Your goal:
The entries that follow include a run beginning at the line with "Available prompts follow" and ending at the line with "142L467 135L462 136V160L458"; restate that run word for word and leave the rest out.

Given information:
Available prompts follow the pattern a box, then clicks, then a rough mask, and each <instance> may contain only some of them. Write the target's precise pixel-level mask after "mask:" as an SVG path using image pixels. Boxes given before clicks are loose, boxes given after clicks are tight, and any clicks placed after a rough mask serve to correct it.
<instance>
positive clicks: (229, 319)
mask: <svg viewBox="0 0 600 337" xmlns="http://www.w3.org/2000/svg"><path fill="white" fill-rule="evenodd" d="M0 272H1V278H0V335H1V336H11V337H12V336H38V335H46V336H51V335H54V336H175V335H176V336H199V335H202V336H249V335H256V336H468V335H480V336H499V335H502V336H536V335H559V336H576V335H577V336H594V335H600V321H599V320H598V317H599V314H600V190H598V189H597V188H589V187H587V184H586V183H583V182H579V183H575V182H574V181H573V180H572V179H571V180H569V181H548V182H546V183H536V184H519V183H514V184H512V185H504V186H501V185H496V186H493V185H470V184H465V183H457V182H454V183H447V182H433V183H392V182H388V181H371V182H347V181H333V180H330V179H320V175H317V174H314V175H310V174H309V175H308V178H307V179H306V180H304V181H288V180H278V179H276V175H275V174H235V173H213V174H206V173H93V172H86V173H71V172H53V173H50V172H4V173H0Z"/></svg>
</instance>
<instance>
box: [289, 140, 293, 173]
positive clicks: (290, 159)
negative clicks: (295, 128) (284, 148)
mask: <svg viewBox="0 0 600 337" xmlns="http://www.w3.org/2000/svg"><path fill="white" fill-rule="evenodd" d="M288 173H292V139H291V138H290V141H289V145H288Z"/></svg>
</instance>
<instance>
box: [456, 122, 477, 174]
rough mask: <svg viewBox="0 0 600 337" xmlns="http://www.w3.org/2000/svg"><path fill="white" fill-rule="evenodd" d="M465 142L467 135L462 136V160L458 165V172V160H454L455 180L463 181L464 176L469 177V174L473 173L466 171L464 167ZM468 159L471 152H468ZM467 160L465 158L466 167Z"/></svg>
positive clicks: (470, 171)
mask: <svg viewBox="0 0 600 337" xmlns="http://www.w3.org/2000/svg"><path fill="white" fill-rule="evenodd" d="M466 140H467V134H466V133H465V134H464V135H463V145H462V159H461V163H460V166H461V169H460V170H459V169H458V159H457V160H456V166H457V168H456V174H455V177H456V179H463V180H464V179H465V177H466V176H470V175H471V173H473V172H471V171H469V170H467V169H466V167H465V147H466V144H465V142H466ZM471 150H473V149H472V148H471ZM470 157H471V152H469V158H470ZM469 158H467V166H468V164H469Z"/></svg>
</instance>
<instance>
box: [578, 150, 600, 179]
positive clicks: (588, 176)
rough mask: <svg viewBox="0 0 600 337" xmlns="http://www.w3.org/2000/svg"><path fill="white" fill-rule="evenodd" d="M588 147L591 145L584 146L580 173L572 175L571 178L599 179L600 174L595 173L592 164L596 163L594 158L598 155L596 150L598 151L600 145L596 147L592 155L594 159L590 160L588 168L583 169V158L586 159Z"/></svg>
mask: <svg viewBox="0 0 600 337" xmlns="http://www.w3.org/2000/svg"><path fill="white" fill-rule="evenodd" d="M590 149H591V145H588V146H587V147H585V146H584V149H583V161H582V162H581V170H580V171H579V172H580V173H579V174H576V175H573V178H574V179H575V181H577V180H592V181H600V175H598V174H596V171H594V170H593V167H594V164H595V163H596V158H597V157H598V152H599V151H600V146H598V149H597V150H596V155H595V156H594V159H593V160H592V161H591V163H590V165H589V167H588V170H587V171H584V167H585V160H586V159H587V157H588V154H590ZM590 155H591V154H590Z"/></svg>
* * *
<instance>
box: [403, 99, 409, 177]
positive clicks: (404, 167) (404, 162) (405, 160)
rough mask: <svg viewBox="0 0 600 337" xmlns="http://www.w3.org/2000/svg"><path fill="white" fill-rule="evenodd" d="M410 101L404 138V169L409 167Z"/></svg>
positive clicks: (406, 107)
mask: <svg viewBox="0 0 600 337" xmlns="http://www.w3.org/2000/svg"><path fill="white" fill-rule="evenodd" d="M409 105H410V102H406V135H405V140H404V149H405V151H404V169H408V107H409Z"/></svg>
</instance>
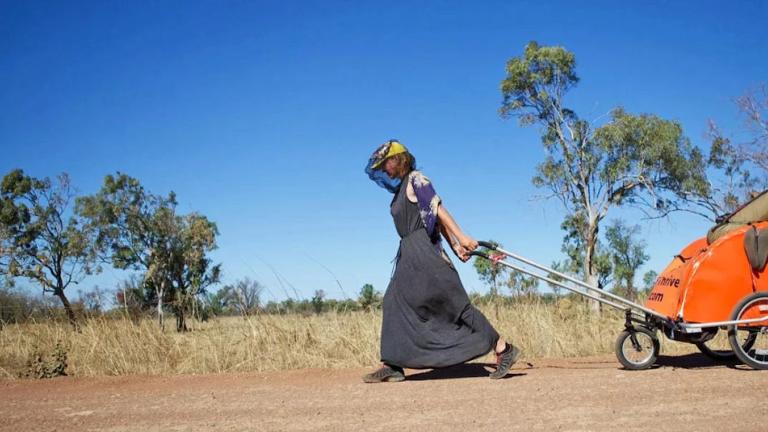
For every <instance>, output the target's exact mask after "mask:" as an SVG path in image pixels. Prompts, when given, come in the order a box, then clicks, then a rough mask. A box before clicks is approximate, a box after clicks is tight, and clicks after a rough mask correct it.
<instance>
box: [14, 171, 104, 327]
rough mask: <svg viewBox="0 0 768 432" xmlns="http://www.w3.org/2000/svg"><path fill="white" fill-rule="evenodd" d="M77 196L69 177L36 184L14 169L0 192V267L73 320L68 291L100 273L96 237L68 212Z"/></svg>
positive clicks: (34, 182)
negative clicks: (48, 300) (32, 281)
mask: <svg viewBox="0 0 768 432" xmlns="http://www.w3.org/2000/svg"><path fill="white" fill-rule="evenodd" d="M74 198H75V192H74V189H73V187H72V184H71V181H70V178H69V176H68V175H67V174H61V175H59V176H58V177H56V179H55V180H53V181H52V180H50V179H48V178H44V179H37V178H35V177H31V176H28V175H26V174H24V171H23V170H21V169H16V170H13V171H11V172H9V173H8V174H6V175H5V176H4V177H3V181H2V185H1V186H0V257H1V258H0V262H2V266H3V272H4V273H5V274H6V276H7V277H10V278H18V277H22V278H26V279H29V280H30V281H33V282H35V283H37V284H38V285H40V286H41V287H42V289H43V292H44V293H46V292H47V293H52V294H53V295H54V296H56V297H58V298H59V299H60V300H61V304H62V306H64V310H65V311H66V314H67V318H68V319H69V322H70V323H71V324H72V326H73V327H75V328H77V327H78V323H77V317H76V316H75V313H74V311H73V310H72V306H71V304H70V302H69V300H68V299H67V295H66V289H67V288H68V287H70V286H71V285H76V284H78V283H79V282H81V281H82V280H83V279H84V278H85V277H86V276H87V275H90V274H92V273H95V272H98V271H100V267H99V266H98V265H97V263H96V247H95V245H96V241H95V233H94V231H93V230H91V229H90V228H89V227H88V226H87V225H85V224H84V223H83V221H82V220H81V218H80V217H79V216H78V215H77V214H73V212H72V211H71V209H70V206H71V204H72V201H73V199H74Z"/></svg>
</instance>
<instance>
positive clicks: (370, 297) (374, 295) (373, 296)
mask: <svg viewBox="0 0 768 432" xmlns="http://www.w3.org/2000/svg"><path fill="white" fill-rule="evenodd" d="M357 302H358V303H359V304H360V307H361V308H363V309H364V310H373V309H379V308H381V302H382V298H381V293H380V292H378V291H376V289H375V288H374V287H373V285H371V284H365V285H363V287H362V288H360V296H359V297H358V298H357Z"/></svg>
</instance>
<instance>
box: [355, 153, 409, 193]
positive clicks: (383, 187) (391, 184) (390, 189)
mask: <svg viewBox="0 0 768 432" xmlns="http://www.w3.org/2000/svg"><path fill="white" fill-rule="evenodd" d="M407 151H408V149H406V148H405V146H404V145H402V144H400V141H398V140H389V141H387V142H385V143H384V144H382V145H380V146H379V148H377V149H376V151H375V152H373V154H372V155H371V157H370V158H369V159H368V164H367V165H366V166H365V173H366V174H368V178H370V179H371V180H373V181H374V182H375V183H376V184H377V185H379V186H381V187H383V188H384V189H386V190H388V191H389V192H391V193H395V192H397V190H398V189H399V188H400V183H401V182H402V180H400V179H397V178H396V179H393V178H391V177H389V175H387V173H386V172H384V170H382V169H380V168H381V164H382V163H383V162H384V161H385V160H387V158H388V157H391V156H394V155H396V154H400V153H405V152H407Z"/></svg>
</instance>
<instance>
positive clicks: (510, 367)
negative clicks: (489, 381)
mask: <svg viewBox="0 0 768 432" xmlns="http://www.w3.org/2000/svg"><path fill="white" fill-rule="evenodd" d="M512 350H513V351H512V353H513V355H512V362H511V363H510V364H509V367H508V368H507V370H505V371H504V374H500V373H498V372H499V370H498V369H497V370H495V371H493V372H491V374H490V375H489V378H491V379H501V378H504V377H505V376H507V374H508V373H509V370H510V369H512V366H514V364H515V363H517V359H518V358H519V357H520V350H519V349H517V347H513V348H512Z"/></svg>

Expected answer:
Available prompts follow the pattern a box, then clicks, then a rough mask, and each <instance> may contain only some of them. Write the target's precise pixel-level mask after "mask:" as an SVG path using image pixels. Boxes given before clicks are loose, boxes given after clicks are tight, and any clicks placed after a rough mask serve to correct it.
<instance>
positive clicks: (229, 319)
mask: <svg viewBox="0 0 600 337" xmlns="http://www.w3.org/2000/svg"><path fill="white" fill-rule="evenodd" d="M0 272H1V278H0V335H1V336H11V337H12V336H38V335H46V336H51V335H54V336H175V335H176V336H199V335H202V336H249V335H256V336H468V335H480V336H499V335H502V336H536V335H559V336H576V335H577V336H594V335H600V321H599V320H598V317H599V314H600V190H598V189H597V188H589V187H587V184H586V183H583V182H579V183H575V182H574V181H573V180H572V179H571V180H569V181H548V182H546V183H536V184H519V183H514V184H512V185H504V186H501V185H496V186H493V185H470V184H465V183H457V182H454V183H447V182H433V183H392V182H388V181H371V182H347V181H333V180H330V179H320V175H317V174H314V175H310V174H309V175H308V178H307V179H306V180H304V181H288V180H278V179H276V175H275V174H235V173H213V174H206V173H93V172H86V173H71V172H53V173H50V172H4V173H0Z"/></svg>
</instance>
<instance>
box: [289, 140, 293, 173]
positive clicks: (290, 159)
negative clicks: (295, 128) (284, 148)
mask: <svg viewBox="0 0 600 337" xmlns="http://www.w3.org/2000/svg"><path fill="white" fill-rule="evenodd" d="M288 173H292V139H291V138H290V141H289V145H288Z"/></svg>
</instance>
<instance>
box: [456, 122, 477, 174]
rough mask: <svg viewBox="0 0 600 337" xmlns="http://www.w3.org/2000/svg"><path fill="white" fill-rule="evenodd" d="M465 142L467 135L462 136V160L458 165V172V160H454L455 180L463 181L464 176L469 177V174L473 173L466 171L464 167ZM468 159L471 152H468ZM467 160L465 158L466 167Z"/></svg>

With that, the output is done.